In terms of the total water demand, the six sub-basins except Xiangjiaba show a trend of first rising and then falling, reaching the peak of water demand around 2030. Because of the high domestic water demand and stable demand structure in the Xiangjiaba sub-basin, its total water demand reaches its peak around 2050 and then declines slowly. The peak of the total water demand for each sub-basin is shown in

Table 6. Peak water demand in upstream Yangtze River and sub-basins from 2016 to 2100.

Sub-Basin	50% Runoff Frequency		75% Runoff Frequency		90% Runoff Frequency
	Peak Demand (Bm3)	Time	Peak Demand (Bm3)	Time	Peak Demand (Bm3)	Time
Shigu	6.66	2033	6.86	2032	7.24	2032
Panzhihua	10.81	2028	11.37	2028	12.51	2027
Xiluodu	32.03	2029	32.89	2029	34.68	2027
Xiangjiaba	3.45	2059	3.65	2059	3.77	2050
Zhutuo	163.64	2027	168.19	2027	176.77	2027
Cuntan	94.75	2034	97.96	2034	104.07	2034
Yichang	200.9	2025	212.38	2025	238.98	2024
Upstream	511.35	2029	532.06	2029	576.22	2028

.

4.4. Supply Versus Demand Analysis

4.4.1. Supply Capacity Limitation

According to the runoff simulation results and water demand forecasting results in comparison with the current water supply capacity in each sub-basin, the supply and demand contradictions of the water resource coupling system limited by the supply capacity in sub-basins of the upstream Yangtze River were determined, as shown in Figure 17.

Figure 17 shows that if the current water supply capacity remains unchanged, the upstream Yangtze River Basin will face a contradiction limited by supply capacity between 2020 and 2050. Only the existing water supply capacity of the Xiluodu sub-basin is higher than its predicted water demand and will not face this contradiction. Different degrees of this contradiction will appear in the Shigu sub-basin from 2020 to 2040; in the Panzhihua, Zhutuo, and Yichang sub-basins from 2020 to 2050; in the Cuntan sub-basin from 2020 to 2065; and in the Xiangjiaba sub-basin around 2020. This contradiction between supply and demand mainly occurs between 2020 and 2050 and gradually decreases after 2050, which can be alleviated by adding new water supply projects or increasing project supply capacities.

4.4.2. Ecological Condition Limitation

To achieve correspondence with the simulated runoff value, the predicted data of water demand were superimposed when the proportion of water demand in the runoff above each section was calculated (hereinafter referred to as the water demand ratio). The difference between the water demand ratio and threshold coefficient reflects the contradiction between water demand and utilizable surface water resources, i.e., the contradiction between water supply and ecological and environmental conditions. It was considered that the mismatch between the demand and stress coefficient causes a minor contradiction, and the mismatch between the demand and damage coefficient causes a severe contradiction. The area above one section indicates the summary of sub-basins above that section. Figure 18 shows the annual water demand ratio in the areas above each section.

What to work on:
1. According to the Yangtze water passage, which sub-basin has an existing water supply capacity above its predicted water demand?
2. Please quote the Yangtze water passage between "According to the" and "in Figure 17.", inclusive.
3. Write what follows the final sentence of the Yangtze water passage.

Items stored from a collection
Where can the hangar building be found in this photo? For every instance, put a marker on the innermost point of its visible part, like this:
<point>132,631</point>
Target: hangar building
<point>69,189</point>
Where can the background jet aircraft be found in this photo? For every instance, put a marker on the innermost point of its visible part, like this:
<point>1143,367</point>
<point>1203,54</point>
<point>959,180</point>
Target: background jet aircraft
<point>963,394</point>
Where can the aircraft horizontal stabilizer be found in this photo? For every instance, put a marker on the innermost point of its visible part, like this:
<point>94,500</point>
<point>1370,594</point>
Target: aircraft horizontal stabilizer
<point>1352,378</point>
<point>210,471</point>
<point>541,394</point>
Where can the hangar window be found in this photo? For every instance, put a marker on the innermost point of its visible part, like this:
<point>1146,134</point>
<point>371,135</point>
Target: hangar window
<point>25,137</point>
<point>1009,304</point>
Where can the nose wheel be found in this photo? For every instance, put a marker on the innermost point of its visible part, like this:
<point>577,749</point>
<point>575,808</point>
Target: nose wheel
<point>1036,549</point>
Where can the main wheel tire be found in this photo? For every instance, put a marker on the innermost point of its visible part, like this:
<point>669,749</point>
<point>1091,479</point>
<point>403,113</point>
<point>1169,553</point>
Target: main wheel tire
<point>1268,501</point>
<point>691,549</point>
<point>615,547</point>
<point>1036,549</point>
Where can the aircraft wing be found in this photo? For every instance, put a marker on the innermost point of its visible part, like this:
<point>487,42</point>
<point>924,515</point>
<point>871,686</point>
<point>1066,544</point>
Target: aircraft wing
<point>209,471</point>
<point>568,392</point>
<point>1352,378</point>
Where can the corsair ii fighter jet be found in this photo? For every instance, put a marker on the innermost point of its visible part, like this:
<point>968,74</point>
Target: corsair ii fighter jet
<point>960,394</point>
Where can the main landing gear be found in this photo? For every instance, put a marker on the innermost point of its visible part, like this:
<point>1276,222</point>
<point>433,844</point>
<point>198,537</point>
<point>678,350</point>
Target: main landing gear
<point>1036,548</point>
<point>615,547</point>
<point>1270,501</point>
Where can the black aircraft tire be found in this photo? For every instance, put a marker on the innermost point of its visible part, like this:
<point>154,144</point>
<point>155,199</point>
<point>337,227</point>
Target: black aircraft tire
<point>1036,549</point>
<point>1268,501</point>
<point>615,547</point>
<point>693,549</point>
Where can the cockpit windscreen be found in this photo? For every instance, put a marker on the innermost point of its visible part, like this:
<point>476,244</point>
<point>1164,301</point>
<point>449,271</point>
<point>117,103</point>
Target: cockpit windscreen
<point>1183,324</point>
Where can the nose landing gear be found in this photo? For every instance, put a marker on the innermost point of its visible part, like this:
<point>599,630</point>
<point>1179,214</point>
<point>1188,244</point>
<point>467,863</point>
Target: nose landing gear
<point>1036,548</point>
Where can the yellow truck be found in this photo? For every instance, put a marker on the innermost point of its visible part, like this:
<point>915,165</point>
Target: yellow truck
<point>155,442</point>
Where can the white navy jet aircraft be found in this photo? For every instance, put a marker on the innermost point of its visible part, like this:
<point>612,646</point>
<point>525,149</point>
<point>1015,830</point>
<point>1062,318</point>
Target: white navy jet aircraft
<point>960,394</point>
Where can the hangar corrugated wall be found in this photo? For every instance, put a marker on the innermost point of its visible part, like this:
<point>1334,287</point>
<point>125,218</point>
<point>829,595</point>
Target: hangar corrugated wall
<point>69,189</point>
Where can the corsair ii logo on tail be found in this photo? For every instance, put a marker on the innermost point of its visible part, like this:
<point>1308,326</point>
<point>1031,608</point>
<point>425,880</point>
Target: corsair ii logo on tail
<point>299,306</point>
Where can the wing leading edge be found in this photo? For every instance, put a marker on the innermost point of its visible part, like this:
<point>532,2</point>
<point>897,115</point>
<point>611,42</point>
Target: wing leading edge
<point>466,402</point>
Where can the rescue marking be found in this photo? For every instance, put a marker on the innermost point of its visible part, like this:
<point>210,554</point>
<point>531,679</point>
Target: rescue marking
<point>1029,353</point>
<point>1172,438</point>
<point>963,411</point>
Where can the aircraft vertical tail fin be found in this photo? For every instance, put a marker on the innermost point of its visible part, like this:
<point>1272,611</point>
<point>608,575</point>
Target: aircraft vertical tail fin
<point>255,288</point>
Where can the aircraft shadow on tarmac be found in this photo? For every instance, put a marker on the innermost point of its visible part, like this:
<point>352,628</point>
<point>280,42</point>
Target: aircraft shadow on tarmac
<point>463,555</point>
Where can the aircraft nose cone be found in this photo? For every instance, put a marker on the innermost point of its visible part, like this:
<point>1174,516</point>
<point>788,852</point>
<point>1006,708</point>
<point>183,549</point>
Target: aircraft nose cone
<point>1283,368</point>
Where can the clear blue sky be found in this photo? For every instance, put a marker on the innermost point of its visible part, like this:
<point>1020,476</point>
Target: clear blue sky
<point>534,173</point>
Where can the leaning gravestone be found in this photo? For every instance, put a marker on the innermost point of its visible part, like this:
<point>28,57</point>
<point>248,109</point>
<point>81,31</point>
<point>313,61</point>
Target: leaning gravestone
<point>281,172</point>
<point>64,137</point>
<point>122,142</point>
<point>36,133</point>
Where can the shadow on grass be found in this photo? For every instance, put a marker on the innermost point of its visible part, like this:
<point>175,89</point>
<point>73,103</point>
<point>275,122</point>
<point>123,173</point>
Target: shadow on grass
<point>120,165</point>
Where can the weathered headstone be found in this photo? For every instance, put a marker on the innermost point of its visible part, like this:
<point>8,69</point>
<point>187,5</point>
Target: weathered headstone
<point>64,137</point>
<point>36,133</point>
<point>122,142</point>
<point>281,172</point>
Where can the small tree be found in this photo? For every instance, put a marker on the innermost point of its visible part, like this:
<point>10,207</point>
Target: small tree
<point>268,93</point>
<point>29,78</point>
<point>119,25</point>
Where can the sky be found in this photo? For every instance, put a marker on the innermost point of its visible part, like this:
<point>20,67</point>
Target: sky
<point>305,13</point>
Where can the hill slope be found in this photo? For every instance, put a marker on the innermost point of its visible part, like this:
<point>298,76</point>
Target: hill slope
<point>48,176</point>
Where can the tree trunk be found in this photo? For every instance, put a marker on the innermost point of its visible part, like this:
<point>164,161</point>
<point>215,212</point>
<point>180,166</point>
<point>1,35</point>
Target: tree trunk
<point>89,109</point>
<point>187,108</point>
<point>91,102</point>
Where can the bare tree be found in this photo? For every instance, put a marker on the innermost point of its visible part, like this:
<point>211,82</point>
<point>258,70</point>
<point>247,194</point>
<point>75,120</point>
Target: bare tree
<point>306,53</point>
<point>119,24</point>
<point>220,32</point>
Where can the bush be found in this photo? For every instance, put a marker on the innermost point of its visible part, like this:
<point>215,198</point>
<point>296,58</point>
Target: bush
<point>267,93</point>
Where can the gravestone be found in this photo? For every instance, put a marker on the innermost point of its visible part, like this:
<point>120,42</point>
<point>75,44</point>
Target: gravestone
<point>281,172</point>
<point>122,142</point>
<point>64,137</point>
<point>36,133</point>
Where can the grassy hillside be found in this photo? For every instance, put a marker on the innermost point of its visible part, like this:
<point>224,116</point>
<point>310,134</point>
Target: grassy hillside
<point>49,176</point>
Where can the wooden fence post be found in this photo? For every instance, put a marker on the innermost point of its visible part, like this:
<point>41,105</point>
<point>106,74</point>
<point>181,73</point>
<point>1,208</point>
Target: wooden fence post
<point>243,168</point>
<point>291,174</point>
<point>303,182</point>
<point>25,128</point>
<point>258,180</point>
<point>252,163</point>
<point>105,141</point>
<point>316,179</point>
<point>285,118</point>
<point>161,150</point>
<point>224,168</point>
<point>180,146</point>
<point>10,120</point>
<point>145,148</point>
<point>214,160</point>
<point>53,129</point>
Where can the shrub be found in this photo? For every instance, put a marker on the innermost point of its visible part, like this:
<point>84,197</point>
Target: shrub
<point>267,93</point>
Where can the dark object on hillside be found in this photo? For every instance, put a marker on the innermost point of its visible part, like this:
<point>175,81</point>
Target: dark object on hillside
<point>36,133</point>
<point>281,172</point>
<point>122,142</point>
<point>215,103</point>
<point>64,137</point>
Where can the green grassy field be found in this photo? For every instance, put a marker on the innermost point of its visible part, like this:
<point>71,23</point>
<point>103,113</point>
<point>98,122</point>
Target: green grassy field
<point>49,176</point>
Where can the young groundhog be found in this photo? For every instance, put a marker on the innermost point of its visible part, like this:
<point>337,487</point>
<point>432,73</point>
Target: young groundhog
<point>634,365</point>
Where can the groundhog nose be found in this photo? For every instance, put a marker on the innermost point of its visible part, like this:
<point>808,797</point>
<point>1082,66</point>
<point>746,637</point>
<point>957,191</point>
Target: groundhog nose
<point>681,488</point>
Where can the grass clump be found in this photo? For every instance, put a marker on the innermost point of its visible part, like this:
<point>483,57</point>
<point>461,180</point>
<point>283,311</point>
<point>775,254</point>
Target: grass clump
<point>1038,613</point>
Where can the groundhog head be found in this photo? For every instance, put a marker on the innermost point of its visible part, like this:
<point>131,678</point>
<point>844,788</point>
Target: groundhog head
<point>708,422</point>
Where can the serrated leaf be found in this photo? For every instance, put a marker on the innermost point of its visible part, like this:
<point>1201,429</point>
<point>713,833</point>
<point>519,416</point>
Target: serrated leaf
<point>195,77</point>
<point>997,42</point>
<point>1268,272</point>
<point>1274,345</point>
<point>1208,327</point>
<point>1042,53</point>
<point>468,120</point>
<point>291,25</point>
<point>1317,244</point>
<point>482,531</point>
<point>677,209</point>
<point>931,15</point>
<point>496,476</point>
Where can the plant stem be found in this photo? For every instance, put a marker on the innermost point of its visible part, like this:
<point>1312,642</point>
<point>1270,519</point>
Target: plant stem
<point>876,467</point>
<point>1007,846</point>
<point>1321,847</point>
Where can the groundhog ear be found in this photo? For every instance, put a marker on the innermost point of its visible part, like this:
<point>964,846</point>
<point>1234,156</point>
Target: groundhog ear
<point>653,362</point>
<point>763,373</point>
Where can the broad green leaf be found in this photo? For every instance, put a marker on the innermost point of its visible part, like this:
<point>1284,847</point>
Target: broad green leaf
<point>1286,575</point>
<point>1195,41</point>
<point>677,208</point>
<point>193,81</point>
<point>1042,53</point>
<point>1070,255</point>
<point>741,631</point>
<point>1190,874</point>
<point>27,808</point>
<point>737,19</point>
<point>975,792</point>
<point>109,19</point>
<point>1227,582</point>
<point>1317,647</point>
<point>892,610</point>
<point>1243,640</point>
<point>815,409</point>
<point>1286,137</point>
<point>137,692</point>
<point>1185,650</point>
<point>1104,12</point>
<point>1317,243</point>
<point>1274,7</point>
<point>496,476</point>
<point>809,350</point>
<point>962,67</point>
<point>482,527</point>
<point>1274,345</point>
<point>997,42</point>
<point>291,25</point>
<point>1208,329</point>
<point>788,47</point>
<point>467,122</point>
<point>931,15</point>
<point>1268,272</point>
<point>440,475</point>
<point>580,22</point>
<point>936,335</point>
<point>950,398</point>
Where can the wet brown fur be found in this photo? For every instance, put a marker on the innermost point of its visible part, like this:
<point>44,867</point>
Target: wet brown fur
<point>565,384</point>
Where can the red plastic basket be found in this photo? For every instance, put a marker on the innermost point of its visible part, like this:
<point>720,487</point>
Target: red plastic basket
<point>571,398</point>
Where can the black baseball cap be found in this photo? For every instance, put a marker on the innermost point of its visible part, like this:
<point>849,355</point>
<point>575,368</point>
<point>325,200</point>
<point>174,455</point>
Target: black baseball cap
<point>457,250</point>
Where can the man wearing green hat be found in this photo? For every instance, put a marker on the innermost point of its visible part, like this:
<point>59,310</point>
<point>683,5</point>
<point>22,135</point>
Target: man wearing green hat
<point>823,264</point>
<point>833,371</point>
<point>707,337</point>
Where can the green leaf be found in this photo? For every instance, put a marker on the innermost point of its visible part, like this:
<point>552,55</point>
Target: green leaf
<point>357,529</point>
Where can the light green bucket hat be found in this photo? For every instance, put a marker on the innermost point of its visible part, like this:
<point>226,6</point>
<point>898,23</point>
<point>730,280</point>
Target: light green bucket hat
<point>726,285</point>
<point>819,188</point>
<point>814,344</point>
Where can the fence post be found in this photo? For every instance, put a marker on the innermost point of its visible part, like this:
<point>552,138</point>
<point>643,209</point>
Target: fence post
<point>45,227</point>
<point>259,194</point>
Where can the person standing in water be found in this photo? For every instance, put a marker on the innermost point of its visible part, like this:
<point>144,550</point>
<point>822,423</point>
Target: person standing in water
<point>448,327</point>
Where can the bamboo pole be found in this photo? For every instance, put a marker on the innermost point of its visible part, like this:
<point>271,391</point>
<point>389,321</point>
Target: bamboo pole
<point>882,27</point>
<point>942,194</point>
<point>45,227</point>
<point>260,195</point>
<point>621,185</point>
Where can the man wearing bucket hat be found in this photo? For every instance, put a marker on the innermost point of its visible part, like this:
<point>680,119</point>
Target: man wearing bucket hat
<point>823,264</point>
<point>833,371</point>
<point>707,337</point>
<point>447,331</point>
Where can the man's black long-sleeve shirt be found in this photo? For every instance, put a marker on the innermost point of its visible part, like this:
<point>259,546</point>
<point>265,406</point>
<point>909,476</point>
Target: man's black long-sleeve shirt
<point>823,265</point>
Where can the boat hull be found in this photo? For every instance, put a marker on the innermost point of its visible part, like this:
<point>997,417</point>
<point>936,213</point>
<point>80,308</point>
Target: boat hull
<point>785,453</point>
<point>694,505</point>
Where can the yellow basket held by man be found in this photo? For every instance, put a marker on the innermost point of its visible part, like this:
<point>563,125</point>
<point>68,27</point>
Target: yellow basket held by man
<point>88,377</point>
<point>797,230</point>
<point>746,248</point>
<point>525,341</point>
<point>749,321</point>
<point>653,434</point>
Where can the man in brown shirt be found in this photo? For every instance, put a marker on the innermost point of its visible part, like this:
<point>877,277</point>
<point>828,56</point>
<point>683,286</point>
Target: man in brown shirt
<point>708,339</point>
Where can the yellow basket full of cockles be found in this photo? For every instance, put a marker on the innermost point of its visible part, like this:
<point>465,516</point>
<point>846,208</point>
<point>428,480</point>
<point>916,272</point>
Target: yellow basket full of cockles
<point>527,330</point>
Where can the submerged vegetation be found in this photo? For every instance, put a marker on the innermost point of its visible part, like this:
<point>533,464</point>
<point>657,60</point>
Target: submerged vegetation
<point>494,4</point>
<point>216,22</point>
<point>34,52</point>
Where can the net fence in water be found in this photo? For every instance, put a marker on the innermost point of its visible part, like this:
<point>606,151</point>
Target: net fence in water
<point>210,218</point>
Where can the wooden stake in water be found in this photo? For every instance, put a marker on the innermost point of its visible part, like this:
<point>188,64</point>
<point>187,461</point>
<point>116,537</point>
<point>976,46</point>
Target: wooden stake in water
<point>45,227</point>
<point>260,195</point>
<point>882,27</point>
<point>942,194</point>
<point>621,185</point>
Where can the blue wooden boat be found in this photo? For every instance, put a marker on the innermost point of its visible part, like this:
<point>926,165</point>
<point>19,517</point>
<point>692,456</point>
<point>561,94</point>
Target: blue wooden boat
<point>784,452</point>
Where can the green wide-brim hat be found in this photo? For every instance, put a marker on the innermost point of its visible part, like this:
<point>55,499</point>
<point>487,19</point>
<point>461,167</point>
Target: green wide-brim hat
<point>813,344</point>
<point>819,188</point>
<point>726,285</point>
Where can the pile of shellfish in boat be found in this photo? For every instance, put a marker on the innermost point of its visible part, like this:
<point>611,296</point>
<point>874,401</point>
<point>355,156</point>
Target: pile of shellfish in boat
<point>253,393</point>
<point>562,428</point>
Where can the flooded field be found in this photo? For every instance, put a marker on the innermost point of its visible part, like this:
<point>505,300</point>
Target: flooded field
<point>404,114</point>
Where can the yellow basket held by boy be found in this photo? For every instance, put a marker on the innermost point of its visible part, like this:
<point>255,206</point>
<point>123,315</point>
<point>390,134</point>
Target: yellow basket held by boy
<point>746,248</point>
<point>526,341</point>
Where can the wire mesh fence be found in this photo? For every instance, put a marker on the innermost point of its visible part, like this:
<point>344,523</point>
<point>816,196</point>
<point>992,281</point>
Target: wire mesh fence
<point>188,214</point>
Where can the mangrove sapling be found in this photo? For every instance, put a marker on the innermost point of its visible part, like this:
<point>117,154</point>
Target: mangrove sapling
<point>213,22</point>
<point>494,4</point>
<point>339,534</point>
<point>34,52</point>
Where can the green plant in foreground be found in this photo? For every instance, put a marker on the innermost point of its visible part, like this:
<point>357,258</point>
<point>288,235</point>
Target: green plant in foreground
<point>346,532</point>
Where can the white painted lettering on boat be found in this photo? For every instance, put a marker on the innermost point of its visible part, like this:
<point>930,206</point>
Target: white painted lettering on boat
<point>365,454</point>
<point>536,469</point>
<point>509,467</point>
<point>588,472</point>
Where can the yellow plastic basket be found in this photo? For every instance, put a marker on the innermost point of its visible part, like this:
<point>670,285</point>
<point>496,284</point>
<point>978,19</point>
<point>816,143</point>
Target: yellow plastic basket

Answers to the tasks:
1. The Xiluodu sub-basin.

2.
According to the runoff simulation results and water demand forecasting results in comparison with the current water supply capacity in each sub-basin, the supply and demand contradictions of the water resource coupling system limited by the supply capacity in sub-basins of the upstream Yangtze River were determined, as shown in Figure 17.

3.
Figure 18 indicates that the water demand ratio above each section does not exceed the stress threshold coefficient 0.2 throughout the year and gradually increases from upstream to downstream. According to the annual calculation results, the water stress in the upstream Yangtze River increases gradually from the top to the bottom, but no contradiction will be limited by the ecological environment in the next 85 years.

However, owing to the uneven distribution of runoff and water demand in a given year, the contradiction between monthly supply and demand may be more prominent. Taking RCP4.5 as an example, the relationship between the monthly water demand ratio and the threshold coefficient above each section was calculated, as shown in Figure 19. The invisibility of the threshold coefficient in some figures indicates that the upper limit of the water demand ratio is far lower than the threshold coefficient in the following figures.

Figure 19 shows that the monthly water demand ratio exceeded the stress threshold coefficient above all sections except Panzhihua, and the damage threshold coefficient was nearly reached over several months in the areas above the Zhutuo, Cuntan, and Yichang sections. Taking the Xiangjiaba section as a boundary, minor contradictions were observed in March, April, and May above Shigu, Panzhihua, and Xiluodu sections. The peak water demand ratio in these areas was observed around 2040 and is expected to decrease after 2050 following the decrease in water demand. In addition, contradictions are expected in January, February, March, April, and May above the Zhutuo, Cuntan, and Yichang sections and will remain, among which severe contradiction nearly appear in May around 2030 above the Zhutuo section, around 2020 above the Cuntan section, and around 2040 above the Yichang section or in the whole upstream Yangtze River Basin.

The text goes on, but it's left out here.